→ **TEXT SEGMENT**
____________

The additive manufacturing process may include direct metal laser sintering or radio frequency micro-induction welding. Other additive manufacturing processes may be used alternatively, or in addition, in making the liner 10. The additive manufacturing process may further include post-fabrication annealing to increase isotropic properties and ductility. The size and form of the additive materials are dependent upon the manufacturing equipment and specific process. In certain applications, the liner may be fabricated by additive manufacturing using low density plastics and nonmetallic materials of lower densities.
The liner as described above is advantageous over previously used liners. One advantage is that the shape, size, and orientation of the individual projectile cells may be controlled to optimize the effectiveness of the warhead in which the liner is used. The warhead liner is not restricted to conventional shapes such as cylinders, spheres, or shapes that allow access of machine tooling or cutting devices. The shape of the liner according to the present application also allows the liner to be used in warheads having complex symmetries or asymmetric designs.
Another advantage is that the liner having a continuous surface for the explosive fill may reduce fabrication complexity and cost by eliminating the need to seal cracks and pinch points that have an adverse impact on explosive safety. Initiation points and other features of the warhead can be manufactured directly in the liner without disrupting the pattern of the liner due to manufacturing defects, such as voids, or uncontrolled edge effects at the individual cell boundaries
The liner according to the present application may also be used in heavy vehicles or aircrafts, such as those equipped with armor on vulnerable components and systems. The liner may also be used in commercial applications including perforating down-hole well casings, fracturing hard rock for tunneling, caving charges for mining, decommissioning tunnels, breaching charges, and penetrating bank vaults.

____________

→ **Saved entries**
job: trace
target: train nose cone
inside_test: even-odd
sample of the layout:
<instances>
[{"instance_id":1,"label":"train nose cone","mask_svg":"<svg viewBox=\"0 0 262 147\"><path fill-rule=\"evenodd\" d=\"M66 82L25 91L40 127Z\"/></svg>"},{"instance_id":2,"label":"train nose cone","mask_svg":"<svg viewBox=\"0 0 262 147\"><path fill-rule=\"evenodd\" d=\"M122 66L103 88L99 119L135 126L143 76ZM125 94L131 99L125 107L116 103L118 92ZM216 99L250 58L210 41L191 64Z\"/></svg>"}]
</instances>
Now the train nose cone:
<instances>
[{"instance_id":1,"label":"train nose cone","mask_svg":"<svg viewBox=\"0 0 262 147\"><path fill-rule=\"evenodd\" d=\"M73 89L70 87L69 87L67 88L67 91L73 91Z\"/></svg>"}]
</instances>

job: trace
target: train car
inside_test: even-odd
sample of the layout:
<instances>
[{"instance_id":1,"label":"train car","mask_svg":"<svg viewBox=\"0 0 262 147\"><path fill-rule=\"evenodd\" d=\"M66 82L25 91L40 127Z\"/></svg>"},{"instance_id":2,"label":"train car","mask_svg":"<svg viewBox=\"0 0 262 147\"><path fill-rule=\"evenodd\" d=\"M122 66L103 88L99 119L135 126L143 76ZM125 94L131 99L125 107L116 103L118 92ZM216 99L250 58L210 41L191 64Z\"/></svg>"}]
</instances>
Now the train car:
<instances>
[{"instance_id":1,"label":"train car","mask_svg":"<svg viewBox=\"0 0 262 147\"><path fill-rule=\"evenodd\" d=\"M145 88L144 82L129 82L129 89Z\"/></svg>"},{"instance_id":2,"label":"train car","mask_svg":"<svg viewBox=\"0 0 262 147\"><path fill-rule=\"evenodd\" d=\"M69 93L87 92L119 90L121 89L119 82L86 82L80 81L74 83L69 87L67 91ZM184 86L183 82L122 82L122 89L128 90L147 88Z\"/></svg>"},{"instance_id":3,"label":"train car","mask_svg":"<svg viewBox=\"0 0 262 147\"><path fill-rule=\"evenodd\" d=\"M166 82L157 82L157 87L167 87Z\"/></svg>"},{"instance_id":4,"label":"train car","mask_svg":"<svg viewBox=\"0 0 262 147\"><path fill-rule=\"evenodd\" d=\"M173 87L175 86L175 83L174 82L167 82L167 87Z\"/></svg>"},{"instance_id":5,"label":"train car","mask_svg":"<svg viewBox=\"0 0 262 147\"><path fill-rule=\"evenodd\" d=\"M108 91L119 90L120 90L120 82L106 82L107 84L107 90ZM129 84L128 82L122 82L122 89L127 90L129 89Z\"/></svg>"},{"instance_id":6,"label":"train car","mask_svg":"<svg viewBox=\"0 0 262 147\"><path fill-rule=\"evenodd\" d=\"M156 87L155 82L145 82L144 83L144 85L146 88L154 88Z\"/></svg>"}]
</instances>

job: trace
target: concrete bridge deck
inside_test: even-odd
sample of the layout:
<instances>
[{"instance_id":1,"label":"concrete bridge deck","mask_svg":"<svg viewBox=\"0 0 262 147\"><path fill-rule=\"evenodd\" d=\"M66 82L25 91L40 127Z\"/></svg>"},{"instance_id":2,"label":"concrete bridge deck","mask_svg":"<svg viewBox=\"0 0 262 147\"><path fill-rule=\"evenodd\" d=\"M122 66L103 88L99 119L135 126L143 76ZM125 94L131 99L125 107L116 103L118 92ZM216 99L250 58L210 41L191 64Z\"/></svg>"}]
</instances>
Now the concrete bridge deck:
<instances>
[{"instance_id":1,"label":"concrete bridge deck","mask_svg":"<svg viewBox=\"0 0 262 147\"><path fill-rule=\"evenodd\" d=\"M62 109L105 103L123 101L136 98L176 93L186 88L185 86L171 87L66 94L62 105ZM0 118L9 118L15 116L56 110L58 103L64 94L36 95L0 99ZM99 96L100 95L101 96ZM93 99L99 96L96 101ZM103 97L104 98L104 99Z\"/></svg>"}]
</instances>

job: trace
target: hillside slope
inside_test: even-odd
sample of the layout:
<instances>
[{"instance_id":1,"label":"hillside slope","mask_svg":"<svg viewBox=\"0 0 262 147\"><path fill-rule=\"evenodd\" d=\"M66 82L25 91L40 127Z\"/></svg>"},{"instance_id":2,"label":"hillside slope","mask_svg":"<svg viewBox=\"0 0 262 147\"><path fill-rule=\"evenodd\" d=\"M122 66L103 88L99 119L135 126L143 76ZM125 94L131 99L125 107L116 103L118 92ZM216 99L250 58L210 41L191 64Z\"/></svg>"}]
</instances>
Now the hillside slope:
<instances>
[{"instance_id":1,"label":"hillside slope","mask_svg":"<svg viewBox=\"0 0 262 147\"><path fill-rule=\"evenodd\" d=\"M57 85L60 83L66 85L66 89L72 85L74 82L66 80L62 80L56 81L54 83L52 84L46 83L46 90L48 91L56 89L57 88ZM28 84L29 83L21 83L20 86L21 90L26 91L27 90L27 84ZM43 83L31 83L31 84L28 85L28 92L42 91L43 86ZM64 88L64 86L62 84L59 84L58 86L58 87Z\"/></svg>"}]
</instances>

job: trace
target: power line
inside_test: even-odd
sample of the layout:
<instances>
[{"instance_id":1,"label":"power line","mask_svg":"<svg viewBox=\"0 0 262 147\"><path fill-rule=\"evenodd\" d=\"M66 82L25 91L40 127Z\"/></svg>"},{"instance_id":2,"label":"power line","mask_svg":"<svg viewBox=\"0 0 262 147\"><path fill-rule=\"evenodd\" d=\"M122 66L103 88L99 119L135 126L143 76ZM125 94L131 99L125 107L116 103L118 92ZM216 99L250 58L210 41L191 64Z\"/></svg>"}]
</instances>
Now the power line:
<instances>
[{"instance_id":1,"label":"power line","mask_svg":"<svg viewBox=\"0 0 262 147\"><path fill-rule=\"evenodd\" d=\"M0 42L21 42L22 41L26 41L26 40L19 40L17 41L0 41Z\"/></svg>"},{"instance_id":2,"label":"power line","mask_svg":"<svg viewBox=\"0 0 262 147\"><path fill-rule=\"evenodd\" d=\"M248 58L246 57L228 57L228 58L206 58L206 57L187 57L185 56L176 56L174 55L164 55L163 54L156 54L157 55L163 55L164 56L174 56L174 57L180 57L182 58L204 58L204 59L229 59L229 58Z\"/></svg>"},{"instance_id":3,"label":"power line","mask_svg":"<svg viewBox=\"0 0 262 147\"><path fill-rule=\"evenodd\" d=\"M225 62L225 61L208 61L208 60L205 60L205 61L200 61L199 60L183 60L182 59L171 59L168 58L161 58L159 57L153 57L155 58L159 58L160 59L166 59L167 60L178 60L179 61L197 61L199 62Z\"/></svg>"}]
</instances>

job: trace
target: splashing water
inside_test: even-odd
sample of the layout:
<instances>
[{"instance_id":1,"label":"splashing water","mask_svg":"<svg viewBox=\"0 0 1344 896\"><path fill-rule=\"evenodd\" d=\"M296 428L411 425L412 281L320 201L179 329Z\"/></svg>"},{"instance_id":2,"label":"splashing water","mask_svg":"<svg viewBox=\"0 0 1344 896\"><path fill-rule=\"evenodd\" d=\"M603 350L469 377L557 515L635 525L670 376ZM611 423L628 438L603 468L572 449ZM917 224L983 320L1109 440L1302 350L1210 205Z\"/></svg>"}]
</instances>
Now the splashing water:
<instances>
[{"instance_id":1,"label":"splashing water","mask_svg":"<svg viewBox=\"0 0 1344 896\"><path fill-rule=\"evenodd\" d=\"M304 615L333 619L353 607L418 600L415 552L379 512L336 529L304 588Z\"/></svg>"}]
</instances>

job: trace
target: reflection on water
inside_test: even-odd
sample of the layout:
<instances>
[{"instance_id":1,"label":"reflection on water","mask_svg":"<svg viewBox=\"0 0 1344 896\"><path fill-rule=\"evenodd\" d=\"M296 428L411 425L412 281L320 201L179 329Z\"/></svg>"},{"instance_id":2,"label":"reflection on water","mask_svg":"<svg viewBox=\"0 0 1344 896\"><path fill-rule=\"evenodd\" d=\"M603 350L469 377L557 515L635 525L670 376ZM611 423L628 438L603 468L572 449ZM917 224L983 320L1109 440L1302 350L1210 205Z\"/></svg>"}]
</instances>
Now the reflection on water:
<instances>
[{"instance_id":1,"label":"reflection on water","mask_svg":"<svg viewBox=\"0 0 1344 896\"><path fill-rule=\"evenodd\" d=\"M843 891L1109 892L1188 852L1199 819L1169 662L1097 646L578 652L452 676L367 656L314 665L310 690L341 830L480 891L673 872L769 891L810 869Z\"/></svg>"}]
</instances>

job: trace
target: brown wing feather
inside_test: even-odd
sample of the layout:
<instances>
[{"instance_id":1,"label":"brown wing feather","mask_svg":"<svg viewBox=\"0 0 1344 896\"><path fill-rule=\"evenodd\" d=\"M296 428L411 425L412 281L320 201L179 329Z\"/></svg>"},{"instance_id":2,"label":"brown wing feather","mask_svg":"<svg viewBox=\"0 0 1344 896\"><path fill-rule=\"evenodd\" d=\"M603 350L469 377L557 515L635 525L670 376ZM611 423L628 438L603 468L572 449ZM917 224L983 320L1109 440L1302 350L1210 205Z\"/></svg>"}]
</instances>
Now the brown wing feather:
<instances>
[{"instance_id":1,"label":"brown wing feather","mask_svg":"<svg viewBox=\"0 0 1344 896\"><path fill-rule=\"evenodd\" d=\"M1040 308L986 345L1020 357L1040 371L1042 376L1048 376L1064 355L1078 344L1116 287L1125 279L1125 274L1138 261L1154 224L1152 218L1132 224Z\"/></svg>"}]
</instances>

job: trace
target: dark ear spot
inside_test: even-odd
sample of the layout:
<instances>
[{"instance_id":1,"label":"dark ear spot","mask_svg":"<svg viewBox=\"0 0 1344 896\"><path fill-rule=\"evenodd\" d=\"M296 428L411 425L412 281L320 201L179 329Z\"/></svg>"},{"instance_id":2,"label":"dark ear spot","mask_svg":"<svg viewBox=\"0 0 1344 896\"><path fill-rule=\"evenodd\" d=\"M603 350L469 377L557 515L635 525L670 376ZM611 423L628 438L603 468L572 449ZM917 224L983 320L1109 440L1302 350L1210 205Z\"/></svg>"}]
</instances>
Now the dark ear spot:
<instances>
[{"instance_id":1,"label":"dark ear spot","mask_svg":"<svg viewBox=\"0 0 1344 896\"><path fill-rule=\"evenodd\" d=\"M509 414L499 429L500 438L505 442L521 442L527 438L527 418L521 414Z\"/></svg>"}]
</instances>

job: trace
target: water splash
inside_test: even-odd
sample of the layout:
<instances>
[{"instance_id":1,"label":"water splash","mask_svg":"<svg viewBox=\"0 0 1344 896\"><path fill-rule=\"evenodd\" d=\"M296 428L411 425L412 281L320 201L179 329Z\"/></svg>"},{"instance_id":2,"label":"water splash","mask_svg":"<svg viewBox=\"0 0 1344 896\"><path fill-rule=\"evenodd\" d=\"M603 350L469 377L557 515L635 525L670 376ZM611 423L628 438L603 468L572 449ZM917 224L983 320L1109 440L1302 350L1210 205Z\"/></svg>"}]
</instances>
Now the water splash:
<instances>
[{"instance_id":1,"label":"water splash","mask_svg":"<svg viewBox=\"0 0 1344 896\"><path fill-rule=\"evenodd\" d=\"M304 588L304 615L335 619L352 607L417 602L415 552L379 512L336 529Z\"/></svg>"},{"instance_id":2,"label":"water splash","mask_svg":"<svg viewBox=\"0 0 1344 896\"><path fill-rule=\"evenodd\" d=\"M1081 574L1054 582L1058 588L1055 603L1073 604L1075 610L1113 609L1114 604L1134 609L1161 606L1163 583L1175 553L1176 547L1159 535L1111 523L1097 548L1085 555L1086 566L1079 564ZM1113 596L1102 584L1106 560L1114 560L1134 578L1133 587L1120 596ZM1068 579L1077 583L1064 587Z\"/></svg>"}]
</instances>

____________

→ **WORK INSTRUCTION 1**
List every commercial application that the warhead liner text names for the liner.
→ **WORK INSTRUCTION 2**
Answer these questions from the warhead liner text, one answer per line:
(a) Which post-fabrication step may the additive manufacturing process include to increase isotropic properties and ductility?
(b) Which conventional shapes is the warhead liner not restricted to?
(c) In what kinds of vehicles may the liner also be used?
→ **WORK INSTRUCTION 3**
Pick up the warhead liner text after its last sentence and continue it.

→ **EXERCISE OUTPUT 1**
Perforating down-hole well casings
Fracturing hard rock for tunneling
Caving charges for mining
Decommissioning tunnels
Breaching charges
Penetrating bank vaults

→ **EXERCISE OUTPUT 2**
(a) Annealing.
(b) Cylinders, spheres, and shapes that allow access of machine tooling or cutting devices.
(c) Heavy vehicles or aircraft, such as those equipped with armor on vulnerable components and systems.

→ **EXERCISE OUTPUT 3**
Although the invention has been shown and described with respect to a certain preferred embodiment or embodiments, it is obvious that equivalent alterations and modifications will occur to others skilled in the art upon the reading and understanding of this specification and the annexed drawings. In particular regard to the various functions performed by the above described elements (components, assemblies, devices, compositions, etc.), the terms (including a reference to a “means”) used to describe such elements are intended to correspond, unless otherwise indicated, to any element which performs the specified function of the described element (i.e., that is functionally equivalent), even though not structurally equivalent to the disclosed structure which performs the function in the herein illustrated exemplary embodiment or embodiments of the invention. In addition, while a particular feature of the invention may have been described above with respect to only one or more of several illustrated embodiments, such feature may be combined with one or more other features of the other embodiments, as may be desired and advantageous for any given or particular application.